Aim a:
Rewrite the records starting at the line containing "dry grass stalk?" and ending at the line containing "top-left (1109, 340), bottom-right". Replace "integer" with "whole-number" and leave everything else unchanged.

For such studies, we aim at leveling data inequities and search for a scalable noise mapping approach. In, but particularly outside Europe, epidemiologists extrapolate microphone measurements using kriging (e.g., [18]) and land-use regressions (LURs) [19,20,21,22,23,24,25,26]. Both approaches are relatively inexpensive but comparing them, Xie et al. [19] have found LUR models produce better results. Thereby LUR, initially developed to assess the exposure of air pollution [27], integrate multiple spatial predictors into a statistical model. After preprocessing (i.e., log-transformations, feature selections, etc.), a statistical model is fitted, which conclusively can be used to estimate noise exposure. Building on the fact that Aguilera et al. [21] found high correlations between in situ noise measurements and END compliant noise maps, we utilize the latter Lden to learn a LUR model and transfer the encoded information to surrounding areas. Thereby, likewise referring to virtual microphones, we investigate the implications of different sampling schemes, i.e., sizes and localizations, by repeating the procedure 2000 times. With this, overall 185,000 samples were drawn and tested for quantifying statistical uncertainties. In particular, as spatial autocorrelation is a distinct matter for local acoustical phenomena, we extend the investigations of Liu et al. [26] by introducing two structured cross-validation approaches [28] for LUR. Blocking samples by specific classes related to urban morphology as well as by administrative districts respectively, a comprehensive set of spatially independent cross-validations allows for assessing the transferability of the model to new, unseen areas. Discussing those last two parameters, sampling scheme and cross-validation, contributes to the development of LURs in general and outside Europe as well. For our study though, the conjunction provides comprehensively benchmarked noise predictions in particular. As a result, a detailed noise map presents continuous exposure levels for peripheral areas not included in the END obligation yet.

Material and methods

After introducing the study area first, we start with compiling the model’s independent predictor variables (highlighted blue in Fig. 1). In order to represent road traffic noise emissions and respective soundwave interactions with the environment, four different inputs are considered—road infrastructures, built-up structures (LoD1), and the natural environment in terms of land cover (LCC) and topology (DEM). In a preprocessing step, these data are integrated matching the 10 × 10-m resolution commonly obliged in European noise studies. As noise may travel over large distances, contextual effects are embraced at eight moving window radii ranging from 12.5 to 1600 m. After the most relevant radius per variable is selected, the predictors are embedded into the modeling. Analogous, simulated noise data are sampled (highlighted in green), later also referred to as virtual microphones. Among four investigated sampling schemes, two stratified approaches required urban land-use categories and noise classes as stratum, respectively. The sampled data sets are described statistically (t-test), before being related to the predictor variables (highlighted orange). During various cross-validations, the parameters are assessed. Last but not least, both the data are used for training a final model, which eventually is applied to a larger area.

Fig. 1: Flowchart grouping data (rectangles) and methods (rhombuses) into main methodical steps (colored backgrounds).
figure 1

Black lines illustrate data flow in general, while gray lines denote auxiliary information needed within individual steps only. Dotted elements denote selection processes.

Given data:
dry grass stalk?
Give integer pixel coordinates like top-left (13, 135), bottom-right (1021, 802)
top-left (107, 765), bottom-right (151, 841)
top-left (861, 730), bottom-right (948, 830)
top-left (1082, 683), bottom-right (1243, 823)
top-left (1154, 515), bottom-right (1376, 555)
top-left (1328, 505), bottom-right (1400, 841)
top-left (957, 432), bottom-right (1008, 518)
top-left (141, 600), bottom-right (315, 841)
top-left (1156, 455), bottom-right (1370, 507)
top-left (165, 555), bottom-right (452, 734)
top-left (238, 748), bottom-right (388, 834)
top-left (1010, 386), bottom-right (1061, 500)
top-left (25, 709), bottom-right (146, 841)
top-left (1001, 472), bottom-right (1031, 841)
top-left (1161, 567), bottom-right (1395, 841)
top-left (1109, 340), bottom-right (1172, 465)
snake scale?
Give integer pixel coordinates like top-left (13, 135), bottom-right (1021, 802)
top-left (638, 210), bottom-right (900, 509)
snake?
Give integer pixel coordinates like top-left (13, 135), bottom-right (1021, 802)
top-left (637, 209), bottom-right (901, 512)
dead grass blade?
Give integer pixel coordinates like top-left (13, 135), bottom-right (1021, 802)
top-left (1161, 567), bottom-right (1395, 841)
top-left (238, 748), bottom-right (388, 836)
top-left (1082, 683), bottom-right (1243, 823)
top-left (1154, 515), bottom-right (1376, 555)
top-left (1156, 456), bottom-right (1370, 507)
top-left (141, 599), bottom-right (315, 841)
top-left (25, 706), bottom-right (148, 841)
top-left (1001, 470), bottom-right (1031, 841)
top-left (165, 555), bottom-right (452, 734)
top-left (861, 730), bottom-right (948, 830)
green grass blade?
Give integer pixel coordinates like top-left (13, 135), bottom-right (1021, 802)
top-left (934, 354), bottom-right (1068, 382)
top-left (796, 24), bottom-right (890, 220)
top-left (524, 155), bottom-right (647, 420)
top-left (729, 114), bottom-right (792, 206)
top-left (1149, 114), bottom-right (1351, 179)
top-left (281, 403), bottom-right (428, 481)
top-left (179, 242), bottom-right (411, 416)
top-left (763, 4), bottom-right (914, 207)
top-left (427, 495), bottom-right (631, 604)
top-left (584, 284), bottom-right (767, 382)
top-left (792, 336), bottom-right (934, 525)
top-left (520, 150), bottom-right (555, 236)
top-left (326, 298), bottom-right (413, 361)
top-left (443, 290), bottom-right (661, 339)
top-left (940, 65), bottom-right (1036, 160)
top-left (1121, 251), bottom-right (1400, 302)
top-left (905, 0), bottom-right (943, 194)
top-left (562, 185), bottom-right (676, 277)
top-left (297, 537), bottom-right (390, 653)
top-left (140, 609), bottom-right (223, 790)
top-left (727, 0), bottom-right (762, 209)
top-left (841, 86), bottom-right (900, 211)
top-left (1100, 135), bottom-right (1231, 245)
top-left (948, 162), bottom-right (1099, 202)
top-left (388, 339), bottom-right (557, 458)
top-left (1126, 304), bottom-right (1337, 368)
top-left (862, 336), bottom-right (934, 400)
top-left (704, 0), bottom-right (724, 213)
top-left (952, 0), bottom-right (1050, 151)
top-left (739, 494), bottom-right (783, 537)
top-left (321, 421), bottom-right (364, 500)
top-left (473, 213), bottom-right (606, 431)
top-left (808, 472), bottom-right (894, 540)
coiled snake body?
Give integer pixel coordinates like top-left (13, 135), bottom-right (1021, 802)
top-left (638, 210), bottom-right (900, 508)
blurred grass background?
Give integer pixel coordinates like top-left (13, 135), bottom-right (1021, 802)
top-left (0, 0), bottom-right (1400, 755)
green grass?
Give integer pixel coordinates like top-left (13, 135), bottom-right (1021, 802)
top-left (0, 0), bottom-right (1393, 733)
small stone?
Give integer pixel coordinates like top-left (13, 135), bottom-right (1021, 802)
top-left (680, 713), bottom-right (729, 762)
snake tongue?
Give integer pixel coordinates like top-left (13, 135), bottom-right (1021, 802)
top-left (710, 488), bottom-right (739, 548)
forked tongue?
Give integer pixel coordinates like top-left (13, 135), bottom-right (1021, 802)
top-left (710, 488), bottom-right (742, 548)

==

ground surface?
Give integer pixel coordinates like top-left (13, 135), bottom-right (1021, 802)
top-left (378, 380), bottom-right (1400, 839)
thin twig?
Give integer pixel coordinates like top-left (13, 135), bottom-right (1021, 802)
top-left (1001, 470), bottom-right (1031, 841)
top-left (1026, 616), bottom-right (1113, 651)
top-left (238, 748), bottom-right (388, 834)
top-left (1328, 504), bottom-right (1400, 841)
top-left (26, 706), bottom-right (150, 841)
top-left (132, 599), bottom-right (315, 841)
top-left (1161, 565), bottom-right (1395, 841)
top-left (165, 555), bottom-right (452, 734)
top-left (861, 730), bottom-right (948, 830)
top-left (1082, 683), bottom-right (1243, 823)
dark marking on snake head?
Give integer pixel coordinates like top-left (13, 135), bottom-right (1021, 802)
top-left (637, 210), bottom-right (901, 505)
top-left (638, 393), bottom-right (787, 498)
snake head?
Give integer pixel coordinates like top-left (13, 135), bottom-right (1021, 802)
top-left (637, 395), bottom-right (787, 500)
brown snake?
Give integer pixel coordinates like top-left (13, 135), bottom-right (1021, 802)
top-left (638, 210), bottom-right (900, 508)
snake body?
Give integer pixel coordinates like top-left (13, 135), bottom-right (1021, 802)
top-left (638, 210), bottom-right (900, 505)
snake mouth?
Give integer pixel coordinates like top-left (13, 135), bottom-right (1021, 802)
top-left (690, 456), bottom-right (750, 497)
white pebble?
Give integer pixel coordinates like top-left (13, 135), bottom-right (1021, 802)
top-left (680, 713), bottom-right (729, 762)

Aim b:
Reproduce the noise mapping excerpt word for word, starting at "Black lines illustrate" and ending at "denote selection processes.".

Written reply a:
dry grass stalk?
Give whole-number pixel coordinates like top-left (13, 135), bottom-right (1021, 802)
top-left (107, 765), bottom-right (151, 841)
top-left (861, 730), bottom-right (948, 830)
top-left (1082, 683), bottom-right (1243, 823)
top-left (1154, 515), bottom-right (1376, 555)
top-left (1328, 505), bottom-right (1400, 841)
top-left (957, 432), bottom-right (1008, 518)
top-left (141, 600), bottom-right (315, 841)
top-left (1156, 455), bottom-right (1370, 507)
top-left (165, 555), bottom-right (452, 734)
top-left (238, 748), bottom-right (388, 834)
top-left (1010, 386), bottom-right (1061, 500)
top-left (25, 709), bottom-right (146, 841)
top-left (1001, 472), bottom-right (1031, 841)
top-left (1161, 567), bottom-right (1395, 841)
top-left (1109, 340), bottom-right (1172, 465)

Written reply b:
Black lines illustrate data flow in general, while gray lines denote auxiliary information needed within individual steps only. Dotted elements denote selection processes.